- [Directive] Give the stretch from the start of the records through the line containing "208, 144, 244, 275" again, with every "jacket" replaced by "coat" and nothing else changed.

- [Record set]
============
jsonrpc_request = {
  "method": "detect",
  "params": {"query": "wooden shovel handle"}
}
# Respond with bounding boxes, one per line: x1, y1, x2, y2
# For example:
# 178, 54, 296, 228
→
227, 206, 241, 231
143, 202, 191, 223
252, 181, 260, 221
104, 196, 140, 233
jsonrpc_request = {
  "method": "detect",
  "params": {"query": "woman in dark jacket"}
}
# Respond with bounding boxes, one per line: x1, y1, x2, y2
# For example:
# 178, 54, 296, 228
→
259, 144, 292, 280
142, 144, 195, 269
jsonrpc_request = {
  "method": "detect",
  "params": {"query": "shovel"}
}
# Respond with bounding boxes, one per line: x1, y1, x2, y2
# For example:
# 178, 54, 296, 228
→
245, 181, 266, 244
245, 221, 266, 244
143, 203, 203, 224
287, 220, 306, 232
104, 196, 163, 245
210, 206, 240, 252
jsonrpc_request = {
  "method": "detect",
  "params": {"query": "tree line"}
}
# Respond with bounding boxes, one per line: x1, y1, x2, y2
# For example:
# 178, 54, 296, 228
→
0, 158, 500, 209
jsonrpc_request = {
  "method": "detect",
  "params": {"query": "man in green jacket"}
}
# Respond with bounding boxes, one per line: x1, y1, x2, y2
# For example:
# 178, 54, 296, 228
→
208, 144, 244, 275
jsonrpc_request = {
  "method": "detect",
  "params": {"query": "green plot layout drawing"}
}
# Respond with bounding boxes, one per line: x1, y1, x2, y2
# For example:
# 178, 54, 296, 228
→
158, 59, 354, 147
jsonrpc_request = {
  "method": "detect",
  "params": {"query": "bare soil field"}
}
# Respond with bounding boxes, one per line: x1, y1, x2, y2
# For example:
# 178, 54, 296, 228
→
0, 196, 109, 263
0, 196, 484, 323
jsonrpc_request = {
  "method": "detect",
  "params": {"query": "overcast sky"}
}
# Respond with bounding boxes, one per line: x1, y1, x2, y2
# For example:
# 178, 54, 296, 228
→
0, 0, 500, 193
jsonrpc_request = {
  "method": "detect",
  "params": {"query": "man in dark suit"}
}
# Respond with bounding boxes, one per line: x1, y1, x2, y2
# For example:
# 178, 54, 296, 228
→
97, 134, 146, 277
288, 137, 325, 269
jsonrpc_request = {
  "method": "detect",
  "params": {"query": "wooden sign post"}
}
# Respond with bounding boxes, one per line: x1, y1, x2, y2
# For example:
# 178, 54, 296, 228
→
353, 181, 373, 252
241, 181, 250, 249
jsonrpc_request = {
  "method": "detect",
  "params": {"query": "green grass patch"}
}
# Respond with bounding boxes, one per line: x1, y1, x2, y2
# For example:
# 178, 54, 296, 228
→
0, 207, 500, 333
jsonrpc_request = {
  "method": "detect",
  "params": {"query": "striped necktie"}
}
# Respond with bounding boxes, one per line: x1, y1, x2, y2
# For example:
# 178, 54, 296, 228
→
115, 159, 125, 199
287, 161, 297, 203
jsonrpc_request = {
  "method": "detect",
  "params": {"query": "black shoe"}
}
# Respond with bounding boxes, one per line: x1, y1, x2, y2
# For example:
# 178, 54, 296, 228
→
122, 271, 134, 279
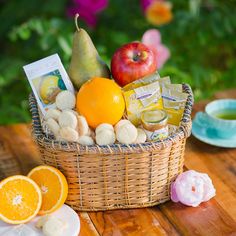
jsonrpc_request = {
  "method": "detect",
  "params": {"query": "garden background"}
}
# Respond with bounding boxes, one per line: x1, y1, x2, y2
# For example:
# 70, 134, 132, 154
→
0, 0, 236, 124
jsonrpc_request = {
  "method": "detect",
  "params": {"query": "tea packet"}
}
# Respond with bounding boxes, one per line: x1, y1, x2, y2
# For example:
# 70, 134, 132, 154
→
124, 81, 163, 126
161, 82, 183, 93
162, 84, 188, 126
23, 54, 74, 115
158, 76, 171, 90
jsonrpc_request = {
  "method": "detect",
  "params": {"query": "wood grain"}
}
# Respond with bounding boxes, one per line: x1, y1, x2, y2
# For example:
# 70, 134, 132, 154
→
0, 124, 41, 174
160, 199, 236, 236
89, 208, 178, 236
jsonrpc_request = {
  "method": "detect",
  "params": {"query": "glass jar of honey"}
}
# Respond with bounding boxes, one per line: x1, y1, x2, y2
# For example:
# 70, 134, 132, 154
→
141, 109, 168, 141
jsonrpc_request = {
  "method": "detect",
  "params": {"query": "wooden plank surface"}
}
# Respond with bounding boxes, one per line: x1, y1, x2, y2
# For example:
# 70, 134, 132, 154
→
0, 90, 236, 236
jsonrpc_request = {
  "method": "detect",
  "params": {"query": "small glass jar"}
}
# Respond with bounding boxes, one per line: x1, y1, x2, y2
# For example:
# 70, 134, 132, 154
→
141, 109, 168, 141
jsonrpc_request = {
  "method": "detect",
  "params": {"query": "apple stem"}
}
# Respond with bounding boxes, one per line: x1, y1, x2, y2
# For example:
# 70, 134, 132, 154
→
75, 13, 80, 31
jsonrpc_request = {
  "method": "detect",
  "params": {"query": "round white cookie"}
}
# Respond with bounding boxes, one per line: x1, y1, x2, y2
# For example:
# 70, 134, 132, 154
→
95, 123, 114, 134
44, 108, 61, 121
46, 118, 60, 136
58, 110, 78, 129
95, 129, 116, 145
56, 90, 76, 110
59, 127, 79, 142
77, 115, 89, 136
116, 123, 138, 144
78, 136, 94, 146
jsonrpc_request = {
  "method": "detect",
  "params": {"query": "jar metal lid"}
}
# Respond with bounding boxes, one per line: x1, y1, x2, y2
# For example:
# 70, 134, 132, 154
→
141, 109, 168, 131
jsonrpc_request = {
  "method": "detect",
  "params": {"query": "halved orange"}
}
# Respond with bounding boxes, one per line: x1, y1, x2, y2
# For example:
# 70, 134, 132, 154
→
28, 166, 68, 215
0, 175, 42, 224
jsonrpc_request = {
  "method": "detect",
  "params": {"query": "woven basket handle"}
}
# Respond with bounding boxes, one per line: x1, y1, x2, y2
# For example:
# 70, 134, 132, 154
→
29, 93, 43, 138
180, 84, 194, 138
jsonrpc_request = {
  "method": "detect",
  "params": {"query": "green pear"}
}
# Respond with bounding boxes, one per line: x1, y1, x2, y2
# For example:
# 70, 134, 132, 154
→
68, 14, 110, 89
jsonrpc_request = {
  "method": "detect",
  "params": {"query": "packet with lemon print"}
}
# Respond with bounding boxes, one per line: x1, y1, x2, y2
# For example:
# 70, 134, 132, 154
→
23, 54, 74, 115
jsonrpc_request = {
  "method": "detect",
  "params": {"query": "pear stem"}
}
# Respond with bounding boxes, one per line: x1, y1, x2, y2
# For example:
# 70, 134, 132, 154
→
75, 13, 80, 31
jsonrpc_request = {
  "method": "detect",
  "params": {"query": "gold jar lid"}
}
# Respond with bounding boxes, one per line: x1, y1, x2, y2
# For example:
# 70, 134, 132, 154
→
141, 109, 168, 131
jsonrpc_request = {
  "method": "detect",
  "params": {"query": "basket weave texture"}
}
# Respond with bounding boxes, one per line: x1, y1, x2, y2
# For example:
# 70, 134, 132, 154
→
29, 84, 193, 211
0, 140, 21, 181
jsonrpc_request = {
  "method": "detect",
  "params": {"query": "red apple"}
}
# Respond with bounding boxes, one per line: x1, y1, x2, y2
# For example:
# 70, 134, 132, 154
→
111, 42, 157, 86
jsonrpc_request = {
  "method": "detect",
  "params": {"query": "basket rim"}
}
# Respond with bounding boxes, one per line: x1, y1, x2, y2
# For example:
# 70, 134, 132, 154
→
29, 84, 194, 154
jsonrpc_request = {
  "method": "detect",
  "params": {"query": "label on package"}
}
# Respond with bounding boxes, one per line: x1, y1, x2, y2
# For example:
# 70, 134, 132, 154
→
23, 54, 74, 115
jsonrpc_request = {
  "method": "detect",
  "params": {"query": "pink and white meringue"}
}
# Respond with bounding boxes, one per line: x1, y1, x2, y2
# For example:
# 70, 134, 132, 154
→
171, 170, 216, 207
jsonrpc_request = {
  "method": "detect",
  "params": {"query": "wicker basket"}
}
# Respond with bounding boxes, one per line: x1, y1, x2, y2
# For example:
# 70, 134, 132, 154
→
30, 85, 193, 211
0, 140, 21, 181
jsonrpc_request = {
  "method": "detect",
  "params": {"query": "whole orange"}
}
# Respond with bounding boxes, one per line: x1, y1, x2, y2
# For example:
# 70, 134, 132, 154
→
76, 77, 125, 129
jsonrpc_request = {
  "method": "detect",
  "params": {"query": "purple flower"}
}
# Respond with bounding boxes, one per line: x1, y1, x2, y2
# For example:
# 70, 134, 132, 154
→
142, 29, 170, 69
171, 170, 216, 207
67, 0, 108, 27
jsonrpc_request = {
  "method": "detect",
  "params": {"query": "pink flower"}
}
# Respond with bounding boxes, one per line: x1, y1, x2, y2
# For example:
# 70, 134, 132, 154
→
142, 29, 170, 69
171, 170, 216, 207
140, 0, 173, 26
67, 0, 108, 27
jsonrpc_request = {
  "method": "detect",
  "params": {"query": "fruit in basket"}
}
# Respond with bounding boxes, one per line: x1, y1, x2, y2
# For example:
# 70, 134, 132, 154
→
58, 110, 78, 129
28, 166, 68, 215
0, 175, 42, 224
69, 14, 110, 89
76, 77, 125, 129
111, 42, 157, 86
56, 90, 75, 110
95, 123, 116, 145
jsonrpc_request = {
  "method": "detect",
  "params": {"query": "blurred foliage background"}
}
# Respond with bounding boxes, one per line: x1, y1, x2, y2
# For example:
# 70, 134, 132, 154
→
0, 0, 236, 124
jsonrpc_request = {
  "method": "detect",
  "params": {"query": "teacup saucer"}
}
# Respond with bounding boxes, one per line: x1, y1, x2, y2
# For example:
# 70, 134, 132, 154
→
192, 114, 236, 148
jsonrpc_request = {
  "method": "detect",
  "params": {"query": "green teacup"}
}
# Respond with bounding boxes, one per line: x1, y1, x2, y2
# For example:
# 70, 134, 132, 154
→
196, 99, 236, 138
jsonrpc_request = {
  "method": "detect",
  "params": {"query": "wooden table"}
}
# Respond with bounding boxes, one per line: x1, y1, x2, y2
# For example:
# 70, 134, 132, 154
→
0, 90, 236, 236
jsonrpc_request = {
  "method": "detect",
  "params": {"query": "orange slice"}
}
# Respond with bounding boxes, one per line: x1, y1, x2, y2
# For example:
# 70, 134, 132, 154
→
0, 175, 42, 224
28, 166, 68, 215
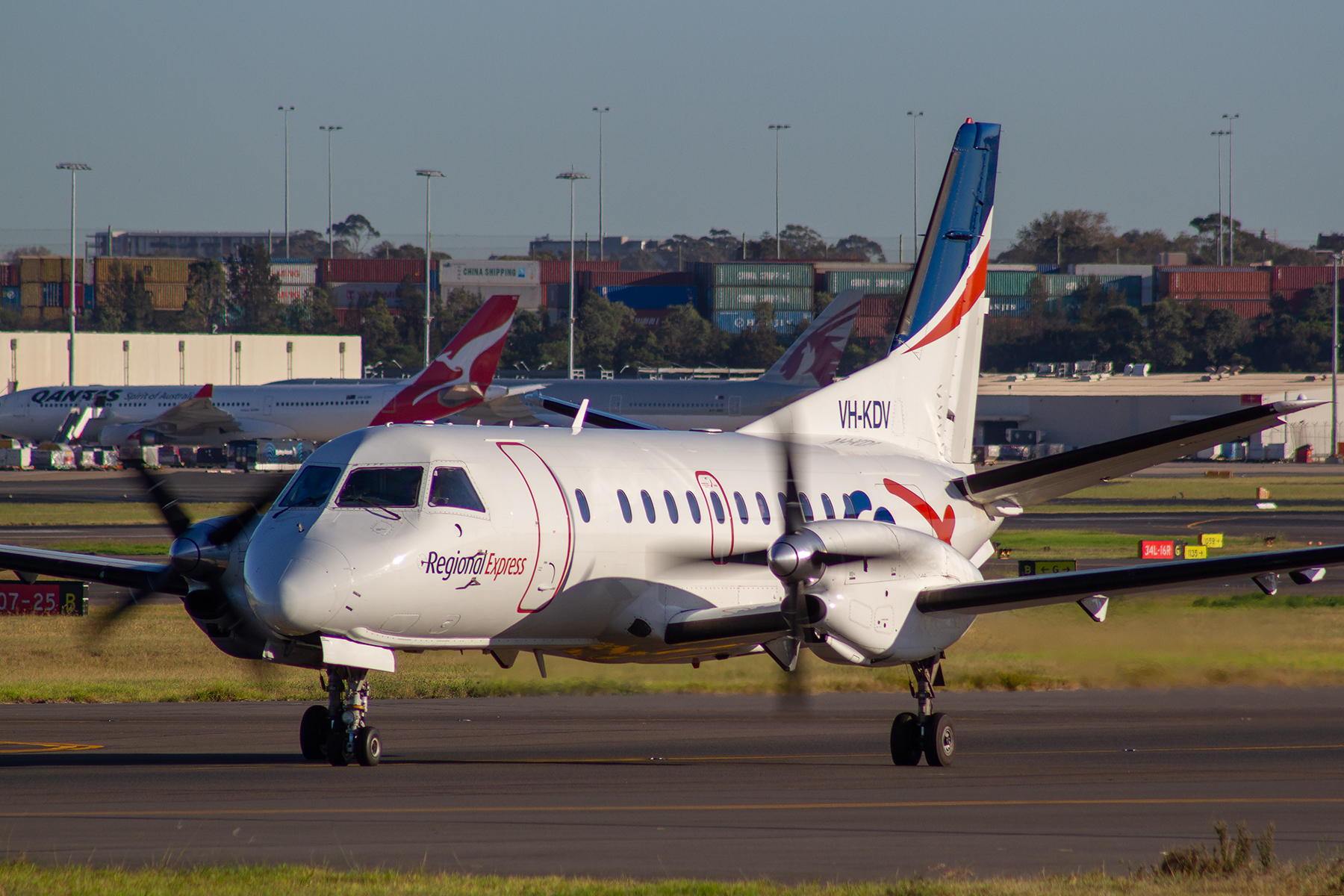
============
- [Correct response]
jsonrpc_request = {
  "method": "detect",
  "params": {"query": "wooden shovel handle"}
}
# Respond with bounding boxes, one per line: x1, y1, x2, y2
# For example:
# 178, 54, 296, 228
→
227, 206, 241, 231
143, 202, 191, 223
252, 181, 260, 221
104, 196, 140, 233
jsonrpc_request = {
  "method": "detect",
  "params": {"query": "woman in dark coat"}
}
# Respond with bounding boxes, one per line: x1, y1, x2, y2
# For example:
# 178, 54, 296, 228
→
259, 144, 292, 280
142, 144, 195, 269
jsonrpc_request = {
  "method": "detect",
  "params": {"query": "shovel"}
}
# Respond with bounding boxes, one per line: x1, y1, x2, y2
# For example:
# 178, 54, 296, 228
→
245, 181, 266, 244
245, 221, 266, 244
143, 203, 203, 224
287, 220, 306, 232
104, 196, 163, 245
210, 206, 240, 252
jsonrpc_request = {
  "method": "detect",
  "params": {"query": "tree line"}
}
# Respond with bounding boxes, one per line: x1, y1, x2, y2
# For example:
# 178, 54, 296, 228
→
0, 158, 500, 209
jsonrpc_request = {
  "method": "detect",
  "params": {"query": "man in green coat"}
}
# Respond with bounding boxes, one per line: x1, y1, x2, y2
# For example:
# 178, 54, 296, 228
→
208, 144, 244, 275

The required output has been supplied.